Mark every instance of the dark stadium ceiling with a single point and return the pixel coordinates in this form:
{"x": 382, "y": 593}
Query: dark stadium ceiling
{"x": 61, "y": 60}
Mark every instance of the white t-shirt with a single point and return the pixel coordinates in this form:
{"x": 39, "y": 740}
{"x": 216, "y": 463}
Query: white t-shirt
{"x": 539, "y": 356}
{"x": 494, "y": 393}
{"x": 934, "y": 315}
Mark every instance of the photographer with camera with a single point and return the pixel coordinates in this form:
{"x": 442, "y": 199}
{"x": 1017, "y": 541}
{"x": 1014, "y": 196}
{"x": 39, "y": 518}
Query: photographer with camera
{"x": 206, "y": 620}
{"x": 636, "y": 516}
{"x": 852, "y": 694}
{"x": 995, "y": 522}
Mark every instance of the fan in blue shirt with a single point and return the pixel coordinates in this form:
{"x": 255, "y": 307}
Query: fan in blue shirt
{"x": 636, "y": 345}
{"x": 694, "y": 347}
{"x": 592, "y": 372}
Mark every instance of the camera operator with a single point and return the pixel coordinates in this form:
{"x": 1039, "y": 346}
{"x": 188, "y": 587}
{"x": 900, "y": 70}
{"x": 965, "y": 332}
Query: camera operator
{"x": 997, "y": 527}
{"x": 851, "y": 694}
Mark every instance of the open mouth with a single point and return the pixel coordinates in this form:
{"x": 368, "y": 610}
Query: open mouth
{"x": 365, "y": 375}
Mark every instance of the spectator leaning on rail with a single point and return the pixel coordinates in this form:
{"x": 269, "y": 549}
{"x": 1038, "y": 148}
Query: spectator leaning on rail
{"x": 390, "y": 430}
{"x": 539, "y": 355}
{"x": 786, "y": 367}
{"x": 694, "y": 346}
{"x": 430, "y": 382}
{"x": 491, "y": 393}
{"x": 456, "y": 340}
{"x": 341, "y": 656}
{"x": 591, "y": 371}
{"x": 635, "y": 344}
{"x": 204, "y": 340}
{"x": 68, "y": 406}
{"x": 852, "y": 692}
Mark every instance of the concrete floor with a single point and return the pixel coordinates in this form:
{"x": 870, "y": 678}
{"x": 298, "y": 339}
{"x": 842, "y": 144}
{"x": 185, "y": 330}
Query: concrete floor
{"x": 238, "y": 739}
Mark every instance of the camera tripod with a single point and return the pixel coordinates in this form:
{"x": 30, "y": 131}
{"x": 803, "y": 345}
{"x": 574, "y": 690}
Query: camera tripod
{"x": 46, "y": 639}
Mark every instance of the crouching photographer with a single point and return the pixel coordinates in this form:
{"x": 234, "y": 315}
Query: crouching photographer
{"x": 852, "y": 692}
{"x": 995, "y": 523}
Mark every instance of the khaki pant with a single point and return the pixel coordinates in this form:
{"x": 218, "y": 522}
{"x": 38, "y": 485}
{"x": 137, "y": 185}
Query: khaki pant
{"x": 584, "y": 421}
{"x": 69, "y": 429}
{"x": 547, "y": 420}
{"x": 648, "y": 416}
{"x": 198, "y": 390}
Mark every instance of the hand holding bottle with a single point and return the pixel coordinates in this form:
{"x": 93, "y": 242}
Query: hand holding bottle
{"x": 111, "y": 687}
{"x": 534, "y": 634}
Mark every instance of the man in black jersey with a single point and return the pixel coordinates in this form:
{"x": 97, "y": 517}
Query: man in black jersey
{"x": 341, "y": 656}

Your goal:
Start to finish, give the listing again exactly.

Reply:
Mark every instance of the dark stadium ceiling with a single point and return the pixel coordinates in this form:
{"x": 382, "y": 593}
Query: dark stadium ceiling
{"x": 61, "y": 60}
Mark every instance of the white t-shirt with a single point and return the pixel coordinates in this form:
{"x": 39, "y": 740}
{"x": 216, "y": 463}
Query: white t-shirt
{"x": 539, "y": 356}
{"x": 494, "y": 393}
{"x": 934, "y": 315}
Mark every instance of the photographer with camera with a single point and return the pixel coordinates in this form:
{"x": 442, "y": 199}
{"x": 1017, "y": 541}
{"x": 1014, "y": 196}
{"x": 39, "y": 518}
Query: photographer with camera
{"x": 206, "y": 620}
{"x": 636, "y": 516}
{"x": 852, "y": 694}
{"x": 995, "y": 522}
Mark every instance of the fan in blue shirt with a single point and return the pixel coordinates in this form:
{"x": 255, "y": 307}
Query: fan in blue shirt
{"x": 636, "y": 345}
{"x": 694, "y": 347}
{"x": 592, "y": 372}
Mark every instance of the camera operator with a single point and return the pixel coordinates in this form:
{"x": 1039, "y": 346}
{"x": 188, "y": 587}
{"x": 900, "y": 70}
{"x": 965, "y": 332}
Query: camera operator
{"x": 997, "y": 527}
{"x": 851, "y": 694}
Mark every instance of the open mouth with a single point and return the pixel coordinates in this form:
{"x": 368, "y": 610}
Query: open mouth
{"x": 365, "y": 375}
Mark every instance of the spectator leaning on rail with a single point and return the pixel coordinates in this form:
{"x": 269, "y": 549}
{"x": 1038, "y": 148}
Query: spectator leaning on rail
{"x": 390, "y": 430}
{"x": 539, "y": 355}
{"x": 786, "y": 367}
{"x": 694, "y": 346}
{"x": 430, "y": 382}
{"x": 491, "y": 393}
{"x": 456, "y": 340}
{"x": 341, "y": 656}
{"x": 591, "y": 371}
{"x": 635, "y": 344}
{"x": 204, "y": 340}
{"x": 68, "y": 406}
{"x": 852, "y": 692}
Mark every instance of the concrete floor with a single point and return the pixel coordinates in this form:
{"x": 870, "y": 678}
{"x": 298, "y": 339}
{"x": 842, "y": 144}
{"x": 185, "y": 330}
Query: concrete floor
{"x": 238, "y": 739}
Mark every instance of the camera tripod with a single point and return the pixel coordinates in this form:
{"x": 30, "y": 131}
{"x": 803, "y": 345}
{"x": 574, "y": 690}
Query: camera tripod
{"x": 46, "y": 639}
Mark every instance of the crouching photographer with a single point and return the pixel coordinates in this form:
{"x": 234, "y": 315}
Query: crouching photographer
{"x": 852, "y": 692}
{"x": 995, "y": 523}
Mark every instance of the khaki pant with a single point and return the pixel coordinates in this form:
{"x": 218, "y": 522}
{"x": 38, "y": 485}
{"x": 137, "y": 185}
Query: khaki pant
{"x": 584, "y": 421}
{"x": 69, "y": 429}
{"x": 547, "y": 420}
{"x": 648, "y": 416}
{"x": 198, "y": 390}
Mark every instance of the hand holding bottle with a single point and return the pixel coordinates in this form:
{"x": 93, "y": 242}
Query: hand holding bottle
{"x": 111, "y": 687}
{"x": 534, "y": 634}
Mark every instance of the man in black jersey with a single point and return the pixel coordinates in this form:
{"x": 97, "y": 517}
Query: man in black jersey
{"x": 341, "y": 656}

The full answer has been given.